[Requirements]:
(1) Copy the part of the cable on Zimbabwe's land reform that starts at "properties, conservancies, church" and ends at "properly designated lands.".
(2) In the cable on Zimbabwe's land reform, by when did the agriculture minister say the process would be complete?
(3) Pick up the cable on Zimbabwe's land reform where it stops, and continue it.

[Text block]:
UNCLASSIFIED//FOR OFFICIAL USE ONLY

Embassy Harare

This record is a partial extract of the original cable. The full text of the original cable is not available.

UNCLAS SECTION 01 OF 02 HARARE 001254

 

SIPDIS

 

SENSITIVE

 

STATE FOR AF/S, AF/EX, HR/OE

NSC FOR SENIOR AFRICA DIRECTOR JFRAZER

USDOC FOR 2037 JDIEMOND

LONDON FOR CGURNEY

PARIS FOR NEARY

RIO FOR WWEISSMAN

PRETORIA FOR AG ATTACHE

PASS USTR – ROSA WHITAKER

TREASURY FOR ED BARBER AND C WILKINSON

 

E.O. 12958: DECL: N/A

TAGS: ECON EAGR PREL ZI

SUBJECT: DESPITE CORRECT WORDS OF AGRICULTURE MINISTER,

THE VAST MAJORITY OF COMMERCIAL FARMS AND MANY

CONSERVANCIES REMAIN OCCUPIED AND LISTED

 

 

SENSITIVE BUT UNCLASSIFIED, PLEASE PROTECT ACCORDINGLY.

NOT FOR INTERNET POSTING.

 

1. (SBU) In a message carried on state television during

the Sunday, May 19 evening news, the Minister for Lands,

Agriculture and Rural Development, Joseph Made, said all

the right things about formalizing the path forward in

the land reform and resettlement program. He assured the

viewing audience that the process would be orderly and

legal (the latter in terms of Zimbabwe’s recently enacted

laws that legalizes expropriation), and complete by end-

August. He also stated that occupiers on delisted

properties, conservancies, church and other civil group

lands, A-2 model designated farms, and properties

protected under bilateral agreements, would be removed in

coming weeks and resettled on properly designated lands.

He said that commercial farmers would be entitled to a

single farm and that if all farms were occupied, they

wiould receive a new farm. His meaning and intent were

clear and unambiguous, and at face value could offer

comfort to the dispassionate observer. However, the

reality on the ground, at least so far, is widely

separated from the rhetoric. There has been some

relocation going on, mainly in Masvingo Province, but

from diverse reports it has occurred on black-owned farms

claimed by party higher-ups or those already distributed

under the A-2 scheme (the indigenous, small-scale

commercial farming scheme). The independent press

reported that occupiers were removed from farms recently

ceded to the Speaker of Parliament (Emerson Mnangagwa),

the Police Commissioner (Augustine Chihuri), and the

Defense Forces Commander (Vitalis Zvinavashe). American

and German properties in the Save Conservancy, located in

Masvingo Province, are still listed and still occupied.

[Supplied material]:
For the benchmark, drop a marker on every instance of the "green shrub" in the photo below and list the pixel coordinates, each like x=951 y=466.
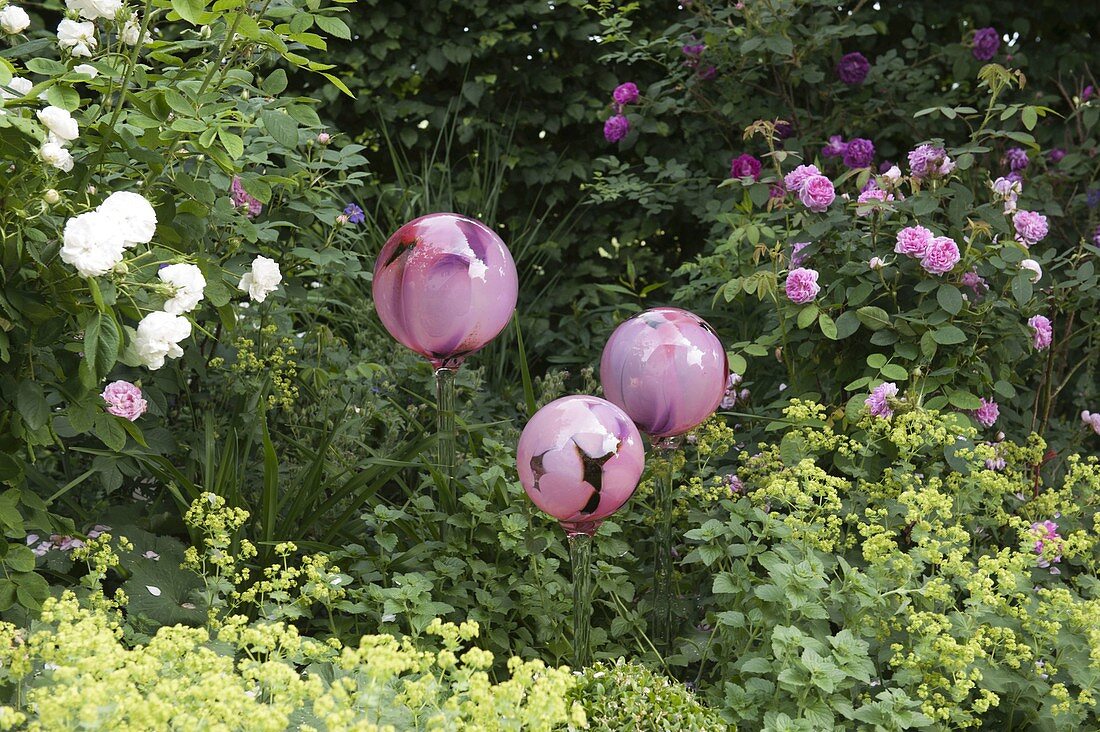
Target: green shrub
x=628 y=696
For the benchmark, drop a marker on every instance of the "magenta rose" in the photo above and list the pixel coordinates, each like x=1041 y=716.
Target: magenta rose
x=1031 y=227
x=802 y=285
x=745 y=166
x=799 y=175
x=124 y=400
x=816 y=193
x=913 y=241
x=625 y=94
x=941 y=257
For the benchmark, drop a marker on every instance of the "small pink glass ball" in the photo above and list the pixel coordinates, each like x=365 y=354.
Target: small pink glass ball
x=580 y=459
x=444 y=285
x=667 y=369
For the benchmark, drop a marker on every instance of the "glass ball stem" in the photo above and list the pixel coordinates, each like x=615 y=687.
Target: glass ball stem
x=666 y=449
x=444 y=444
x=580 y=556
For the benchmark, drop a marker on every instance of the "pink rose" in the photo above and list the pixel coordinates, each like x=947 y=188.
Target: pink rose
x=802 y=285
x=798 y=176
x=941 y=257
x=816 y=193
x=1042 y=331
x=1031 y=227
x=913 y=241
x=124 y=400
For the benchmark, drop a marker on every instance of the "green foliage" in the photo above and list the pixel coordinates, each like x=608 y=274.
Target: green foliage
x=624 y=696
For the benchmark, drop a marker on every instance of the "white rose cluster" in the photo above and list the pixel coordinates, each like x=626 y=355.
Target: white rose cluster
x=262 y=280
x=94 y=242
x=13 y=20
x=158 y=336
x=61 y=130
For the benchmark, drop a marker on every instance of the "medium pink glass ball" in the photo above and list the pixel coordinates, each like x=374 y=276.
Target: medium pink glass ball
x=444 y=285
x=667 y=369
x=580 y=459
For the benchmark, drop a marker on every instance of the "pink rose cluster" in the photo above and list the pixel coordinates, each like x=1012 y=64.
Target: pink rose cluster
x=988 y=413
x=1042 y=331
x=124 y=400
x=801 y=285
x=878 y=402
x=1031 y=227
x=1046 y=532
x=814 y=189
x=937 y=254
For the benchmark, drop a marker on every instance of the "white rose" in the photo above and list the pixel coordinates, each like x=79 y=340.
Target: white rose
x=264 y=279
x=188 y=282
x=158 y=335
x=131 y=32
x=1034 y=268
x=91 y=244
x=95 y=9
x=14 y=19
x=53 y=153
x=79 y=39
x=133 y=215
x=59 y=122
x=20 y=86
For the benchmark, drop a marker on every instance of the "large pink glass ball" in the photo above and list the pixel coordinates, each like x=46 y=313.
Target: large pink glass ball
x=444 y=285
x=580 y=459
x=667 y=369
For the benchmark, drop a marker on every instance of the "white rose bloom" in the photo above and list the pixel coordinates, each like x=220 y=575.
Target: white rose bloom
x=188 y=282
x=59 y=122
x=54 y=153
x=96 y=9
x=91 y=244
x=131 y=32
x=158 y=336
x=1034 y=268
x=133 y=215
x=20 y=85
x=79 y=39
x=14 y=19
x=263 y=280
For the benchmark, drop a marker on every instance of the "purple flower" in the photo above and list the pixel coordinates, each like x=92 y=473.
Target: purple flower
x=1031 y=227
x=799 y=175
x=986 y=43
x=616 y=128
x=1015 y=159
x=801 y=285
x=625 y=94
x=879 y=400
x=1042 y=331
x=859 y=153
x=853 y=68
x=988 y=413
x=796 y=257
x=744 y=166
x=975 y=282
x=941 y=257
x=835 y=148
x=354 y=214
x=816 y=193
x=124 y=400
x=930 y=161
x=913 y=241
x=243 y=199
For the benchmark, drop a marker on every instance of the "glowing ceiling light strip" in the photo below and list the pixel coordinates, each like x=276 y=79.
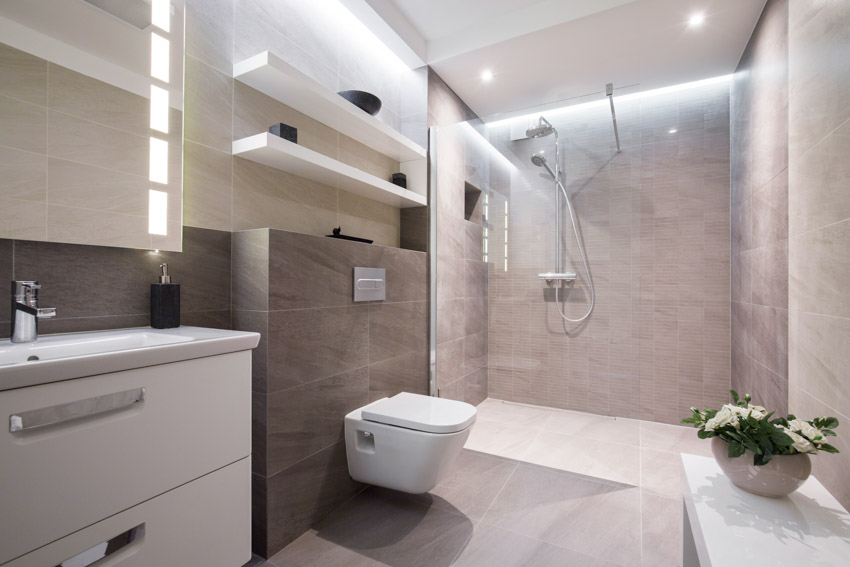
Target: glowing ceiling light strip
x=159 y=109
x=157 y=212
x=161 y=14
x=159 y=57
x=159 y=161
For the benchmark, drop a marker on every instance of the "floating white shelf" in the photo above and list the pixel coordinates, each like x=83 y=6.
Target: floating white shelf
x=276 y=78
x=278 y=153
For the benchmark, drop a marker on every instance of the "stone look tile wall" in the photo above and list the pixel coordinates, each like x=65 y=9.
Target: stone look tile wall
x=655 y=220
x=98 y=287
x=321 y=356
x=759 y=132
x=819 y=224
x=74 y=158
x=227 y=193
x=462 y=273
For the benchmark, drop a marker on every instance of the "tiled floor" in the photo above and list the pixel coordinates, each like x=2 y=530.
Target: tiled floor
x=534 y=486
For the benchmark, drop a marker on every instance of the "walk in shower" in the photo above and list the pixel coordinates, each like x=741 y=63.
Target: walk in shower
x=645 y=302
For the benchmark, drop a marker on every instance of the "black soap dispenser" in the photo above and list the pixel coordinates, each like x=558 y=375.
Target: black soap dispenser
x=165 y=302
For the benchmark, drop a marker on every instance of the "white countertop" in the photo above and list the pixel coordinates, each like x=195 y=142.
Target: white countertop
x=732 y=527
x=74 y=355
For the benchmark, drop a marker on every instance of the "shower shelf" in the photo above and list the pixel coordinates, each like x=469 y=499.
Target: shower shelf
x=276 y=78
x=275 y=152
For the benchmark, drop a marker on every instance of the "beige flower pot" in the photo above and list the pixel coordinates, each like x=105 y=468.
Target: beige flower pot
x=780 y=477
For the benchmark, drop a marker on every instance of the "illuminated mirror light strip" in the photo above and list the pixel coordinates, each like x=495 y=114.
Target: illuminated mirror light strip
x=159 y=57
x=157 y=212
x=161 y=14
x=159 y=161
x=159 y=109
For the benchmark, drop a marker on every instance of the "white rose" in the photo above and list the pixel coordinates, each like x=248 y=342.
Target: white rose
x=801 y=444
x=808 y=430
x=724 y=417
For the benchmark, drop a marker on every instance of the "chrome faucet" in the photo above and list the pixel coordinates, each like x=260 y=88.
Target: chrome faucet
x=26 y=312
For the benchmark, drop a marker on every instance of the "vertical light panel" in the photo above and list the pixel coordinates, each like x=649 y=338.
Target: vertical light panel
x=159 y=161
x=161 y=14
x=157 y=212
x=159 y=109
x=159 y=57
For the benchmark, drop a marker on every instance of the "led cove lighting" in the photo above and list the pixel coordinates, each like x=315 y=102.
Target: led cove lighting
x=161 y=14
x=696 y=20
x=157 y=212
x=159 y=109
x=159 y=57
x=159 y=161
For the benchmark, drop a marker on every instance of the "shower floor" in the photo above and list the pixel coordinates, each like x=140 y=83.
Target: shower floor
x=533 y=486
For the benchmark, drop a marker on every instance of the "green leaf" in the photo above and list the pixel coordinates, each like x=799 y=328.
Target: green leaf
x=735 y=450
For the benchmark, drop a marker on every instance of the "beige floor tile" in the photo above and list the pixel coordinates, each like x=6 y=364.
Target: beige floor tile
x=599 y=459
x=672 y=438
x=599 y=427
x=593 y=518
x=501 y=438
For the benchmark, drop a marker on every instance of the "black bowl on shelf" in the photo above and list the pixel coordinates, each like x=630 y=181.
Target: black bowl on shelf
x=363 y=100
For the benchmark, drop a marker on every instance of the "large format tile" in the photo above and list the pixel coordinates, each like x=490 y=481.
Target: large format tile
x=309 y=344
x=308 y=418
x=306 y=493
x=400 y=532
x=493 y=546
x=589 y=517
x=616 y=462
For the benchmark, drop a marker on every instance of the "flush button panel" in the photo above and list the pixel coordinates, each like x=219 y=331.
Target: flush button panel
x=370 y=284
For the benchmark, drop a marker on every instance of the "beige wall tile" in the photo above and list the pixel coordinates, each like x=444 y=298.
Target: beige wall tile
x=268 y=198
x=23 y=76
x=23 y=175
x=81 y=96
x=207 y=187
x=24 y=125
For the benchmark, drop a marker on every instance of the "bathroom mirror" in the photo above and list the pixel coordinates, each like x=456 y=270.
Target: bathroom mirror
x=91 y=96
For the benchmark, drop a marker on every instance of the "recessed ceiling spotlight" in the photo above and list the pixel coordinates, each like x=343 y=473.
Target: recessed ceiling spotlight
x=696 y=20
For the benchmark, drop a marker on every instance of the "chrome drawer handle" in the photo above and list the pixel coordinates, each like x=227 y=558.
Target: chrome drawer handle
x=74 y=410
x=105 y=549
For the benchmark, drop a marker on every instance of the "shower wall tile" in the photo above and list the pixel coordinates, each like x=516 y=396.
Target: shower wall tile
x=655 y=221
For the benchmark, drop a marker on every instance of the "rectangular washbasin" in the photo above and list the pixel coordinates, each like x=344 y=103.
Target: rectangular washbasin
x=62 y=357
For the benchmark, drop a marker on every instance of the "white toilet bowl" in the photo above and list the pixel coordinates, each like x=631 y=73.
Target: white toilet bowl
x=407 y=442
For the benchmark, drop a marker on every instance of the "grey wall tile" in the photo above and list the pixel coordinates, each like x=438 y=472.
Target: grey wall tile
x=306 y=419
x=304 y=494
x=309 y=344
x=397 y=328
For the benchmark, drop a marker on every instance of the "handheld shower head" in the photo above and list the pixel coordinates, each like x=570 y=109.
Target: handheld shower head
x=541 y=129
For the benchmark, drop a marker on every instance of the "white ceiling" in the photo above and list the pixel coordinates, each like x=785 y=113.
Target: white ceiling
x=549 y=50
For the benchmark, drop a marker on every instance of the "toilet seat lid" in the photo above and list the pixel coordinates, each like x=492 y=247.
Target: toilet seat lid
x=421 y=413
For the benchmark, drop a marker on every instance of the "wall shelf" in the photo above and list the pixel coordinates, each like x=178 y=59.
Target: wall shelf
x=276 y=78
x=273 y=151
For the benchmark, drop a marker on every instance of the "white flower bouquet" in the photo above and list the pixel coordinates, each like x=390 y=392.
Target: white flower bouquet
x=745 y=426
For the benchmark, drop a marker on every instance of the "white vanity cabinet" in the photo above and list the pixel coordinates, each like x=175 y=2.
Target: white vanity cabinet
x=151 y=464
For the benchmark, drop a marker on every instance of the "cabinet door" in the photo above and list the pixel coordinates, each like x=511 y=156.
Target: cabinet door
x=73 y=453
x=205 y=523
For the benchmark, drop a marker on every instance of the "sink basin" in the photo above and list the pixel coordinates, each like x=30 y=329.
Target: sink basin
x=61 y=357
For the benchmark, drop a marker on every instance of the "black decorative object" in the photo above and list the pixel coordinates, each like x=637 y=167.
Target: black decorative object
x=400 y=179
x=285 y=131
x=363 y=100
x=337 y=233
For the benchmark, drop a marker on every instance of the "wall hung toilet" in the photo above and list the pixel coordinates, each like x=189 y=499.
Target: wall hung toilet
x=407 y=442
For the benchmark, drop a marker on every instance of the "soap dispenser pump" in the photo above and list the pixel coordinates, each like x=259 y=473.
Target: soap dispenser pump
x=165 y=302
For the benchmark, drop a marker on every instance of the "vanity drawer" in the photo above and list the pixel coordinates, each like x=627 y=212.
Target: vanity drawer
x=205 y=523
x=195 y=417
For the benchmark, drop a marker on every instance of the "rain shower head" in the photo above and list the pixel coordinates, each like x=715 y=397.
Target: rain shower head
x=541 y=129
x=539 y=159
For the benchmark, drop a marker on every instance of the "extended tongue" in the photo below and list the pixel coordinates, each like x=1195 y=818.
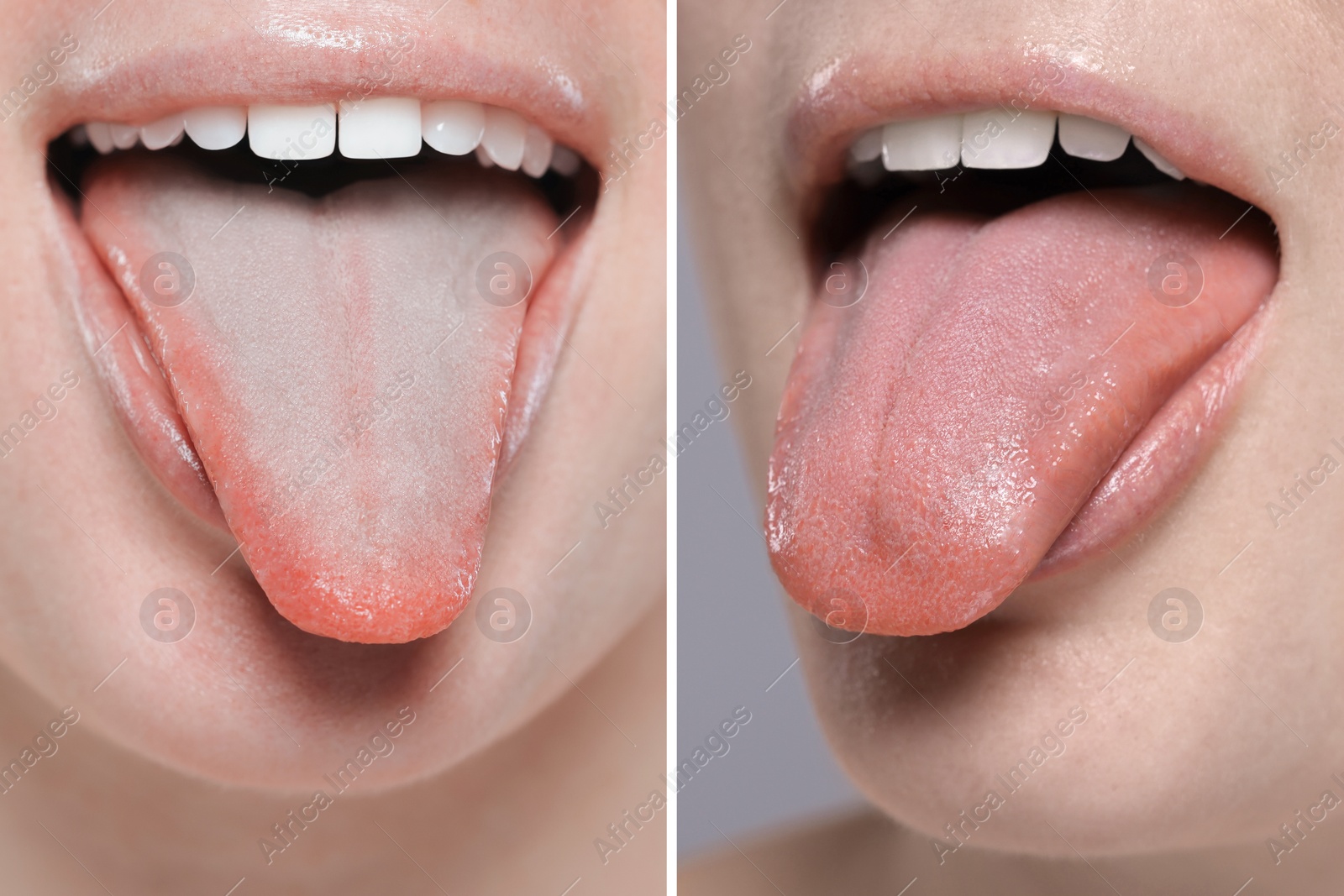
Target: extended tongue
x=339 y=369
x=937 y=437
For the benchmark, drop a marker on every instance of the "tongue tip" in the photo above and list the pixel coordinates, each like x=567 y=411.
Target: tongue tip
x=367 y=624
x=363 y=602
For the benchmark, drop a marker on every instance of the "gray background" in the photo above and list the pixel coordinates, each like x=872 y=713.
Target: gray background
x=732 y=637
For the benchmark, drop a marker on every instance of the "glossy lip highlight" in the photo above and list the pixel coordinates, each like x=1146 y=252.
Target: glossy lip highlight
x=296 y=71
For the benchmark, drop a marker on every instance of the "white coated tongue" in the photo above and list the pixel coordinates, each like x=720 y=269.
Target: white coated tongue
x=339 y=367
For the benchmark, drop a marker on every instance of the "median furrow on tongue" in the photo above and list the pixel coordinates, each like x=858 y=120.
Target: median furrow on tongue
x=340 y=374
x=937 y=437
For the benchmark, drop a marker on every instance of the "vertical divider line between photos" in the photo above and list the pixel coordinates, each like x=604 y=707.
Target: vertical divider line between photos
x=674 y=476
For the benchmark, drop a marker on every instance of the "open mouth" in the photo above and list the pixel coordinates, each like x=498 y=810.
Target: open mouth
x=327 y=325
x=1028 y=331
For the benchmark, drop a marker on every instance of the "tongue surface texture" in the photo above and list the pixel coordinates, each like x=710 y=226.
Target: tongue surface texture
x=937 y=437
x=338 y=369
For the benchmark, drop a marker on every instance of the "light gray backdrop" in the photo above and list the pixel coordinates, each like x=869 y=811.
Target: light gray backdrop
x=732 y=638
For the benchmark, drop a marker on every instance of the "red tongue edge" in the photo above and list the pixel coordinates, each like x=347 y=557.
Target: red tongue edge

[Answer set]:
(1)
properties, conservancies, church and other civil group

lands, A-2 model designated farms, and properties

protected under bilateral agreements, would be removed in

coming weeks and resettled on properly designated lands.

(2) By the end of August.

(3)
The press also claimed that at some properties the

settlers were resisting transplant, threatening to attack

if made to move and claiming the land as payback for

their vote for the ruling party.

 

2. (SBU) According to the Commercial Farmers Union and

others, no illegally-settled occupiers have yet been

removed from white-owned farms. We checked with the

German, Dutch and Portugese missions and the EU here, and

all of them report that, despite bilateral investment

treaties and government assurances of corrective actions,

no properties have been either delisted (as promised) or

cleared of illegal occupiers. The German Counsellor was

especially critical of the GOZ’s “lies and propaganda”,

saying that every German-owned property was listed

despite assurances that this would be reversed (two weeks

ago the German Foreign Ministry convoked the Ambassador

from Zimbabwe to receive only yet more hollow

assurances), and that use was being denied the owners

despite the clear language of the investment treaty

barring such appropriation without agreed-to, market-

value compensation.

 

3. (SBU) The cause of Made’s untypical behavior and

sudden message to the nation may have been an unhappy

Robert Mugabe. Two reliable but independent sources told

us that on May 18, the day preceding the Made message,

the President, returning to Harare from a funeral, made

an unexpected stop at a white-owned commercial farm

northwest of Harare that has been a large wheat producer

(by one account nearly 10 percent of the domestic crop).

The unannounced arrival of the extensive entourage caught

the farmer, a Mr. MacKenzie, by surprise, but he gave the

head of state a brief tour as requested. Mugabe pointed

to a 75-hectare field occupied only by some dagga huts

and wilted subsistence-style maize patches and asked why

it was not planted with wheat. The farmer stated that

under the new laws and having been served a Section 8

notice he had to halt all agricultural activities.

Mugabe reportedly became angry and directed his staff “to

sort it out”. When Mugabe asked the farmer about tobacco

preparations, the farmer again replied in the negative,

saying that bank loans were precluded now that he was

listed, that his present crop (already reaped) was his

last due to the acquisition notice, which could lead to

his imprisonment if he were to put in seed beds. Mugabe

reportedly told MacKenzie to go ahead with the wheat

planting, to which the farmer replied that it was already

past the planting deadline, and his irrigation pipes had

been stolen to boot. Mugabe reportedly again became very

angry and told his staff to rectify the situation.

 

4. (SBU) We have also heard that UN SYG Annan raised the

food/land issue with Mugabe in NY and was told that the

GOZ would be returning to implementation of its Abuja

Agreement commitments on land. We note that Made’s May

19 statement returned to Abuja language in sharp contrast

with is public and private language of recent months.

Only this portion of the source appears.